* **Action item A**
Sum up the Veterans Day reflection in two sentences.
* **Action item B**
In the Veterans Day reflection, how many men did a Roman centurion command?
* **Action item C**
Carry on the Veterans Day reflection from its last sentence.

One of the great blessings in the ministry to which God has called me is the opportunity to know a multitude of faithful brothers in Christ who are veterans, true leaders with impeccable integrity, intellectual giftedness, courage, unselfishness and loyalty. As a veteran, I have come to appreciate the observance of Veteran’s Day, Nov. 11. Not because I am a veteran, but because of the veterans I have had the privilege of knowing. Each were willing to give their last, full measure of devotion, or as G.K. Chesterton put it, “The true soldier fights not because he hates what is in front of him, but because he loves what is behind him.”
The Bible acknowledges soldiers. A centurion was a Roman officer who commanded 100 men. The Bible mentions centurions three times: A centurion declares that Jesus is the son of God (Mark 15:39) and in the other two instances both express faith in Christ (Luke 7:1-10 and Acts 10:1-8). In every instance Scripture refers to them as men of good character
I am an Air Force veteran, but I want to introduce you to three such men who are friends. One served in the Navy, one in the Army and the third as a Marine. All three exemplify duty, honor, country. They are brave and brainy (all have written books). Most importantly they have dedicated their lives to Jesus.

* **Data extracts**
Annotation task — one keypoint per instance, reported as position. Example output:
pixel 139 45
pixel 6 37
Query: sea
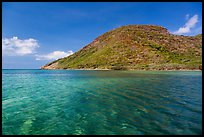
pixel 101 102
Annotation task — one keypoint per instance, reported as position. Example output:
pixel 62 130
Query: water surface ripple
pixel 101 102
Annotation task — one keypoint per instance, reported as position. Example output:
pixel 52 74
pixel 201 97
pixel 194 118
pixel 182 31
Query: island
pixel 136 47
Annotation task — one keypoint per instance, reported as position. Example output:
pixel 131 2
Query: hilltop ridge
pixel 137 47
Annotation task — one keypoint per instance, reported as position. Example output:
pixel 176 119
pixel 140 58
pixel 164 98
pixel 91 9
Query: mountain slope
pixel 136 47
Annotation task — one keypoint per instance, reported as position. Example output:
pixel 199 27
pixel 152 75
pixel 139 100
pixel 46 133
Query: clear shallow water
pixel 101 102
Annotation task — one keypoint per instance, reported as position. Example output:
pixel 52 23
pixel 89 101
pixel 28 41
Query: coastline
pixel 131 69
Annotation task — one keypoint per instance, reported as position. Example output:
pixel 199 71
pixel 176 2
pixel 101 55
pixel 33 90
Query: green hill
pixel 137 47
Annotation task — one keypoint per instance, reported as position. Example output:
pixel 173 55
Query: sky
pixel 36 33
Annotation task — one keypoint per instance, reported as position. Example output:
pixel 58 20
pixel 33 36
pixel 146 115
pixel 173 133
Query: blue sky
pixel 35 33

* **Exercise answer A**
The writer, an Air Force veteran, values Veterans Day because of the faithful veterans met through ministry, and notes that the Bible mentions centurions three times and always calls them men of good character. The writer then introduces three veteran friends, one each from the Navy, the Army and the Marines, who exemplify duty, honor and country and have dedicated their lives to Jesus.

* **Exercise answer B**
100 men.

* **Exercise answer C**
Captain Tom Maxwell of Boonville is a kind gentleman. It belies the warrior mentality he displayed in the Vietnam War. Flying jet fighters (A3D Skywarriors) off the deck of the aircraft carrier USS Oriskany stands in contrast with his leadership in Prison Fellowship Missouri, a ministry that takes the gospel to inmates. He also launched the Angel Tree program, which provides Christmas gifts to children of incarcerated parents.
Tom has been married to the love of his life, Betty Ann, for 64 years. He recently wrote a book for his lone grandson about the 60-plus combat missions he flew over Vietnam, titled A Grandfather’s Journal.
Like Tom, I met Colonel Jimmie Coy in 2008 while becoming a Colson Fellow at the Chuck Colson Center for Christian Worldview in Lansdowne, Va. Jimmie is one of the bravest humans I have ever met. He would jump out of a perfectly good airplane in order to save someone’s life – literally.
A field surgeon with the famed 101st Airborne Division (“The Screaming Eagles”), standing six-foot, six-inches tall he would plunge out of an airplane and into battle with the words of Psalm 91:5 (“You will not fear the terror of the night, nor the arrow that flies by day.”) penned to his helmet strap as his unit spearheaded the invasion of Kuwait during the Persian Gulf War.
He has garnered enough medals and commendations to encumber a uniform. He has a medical degree, taught at the University of Missouri, had papers published on his innovations in lightweight X-ray technology and has had nearly a dozen books published.
The promises of celebrity and renown are empty, Jimmie will tell you. “The degrees you earn, the income you have, the position you hold, the car you drive … that is success, that’s secular. But significance is spiritual. It’s eternal. To those who have faith, the way you impact people eternally will have an eternal consequence.”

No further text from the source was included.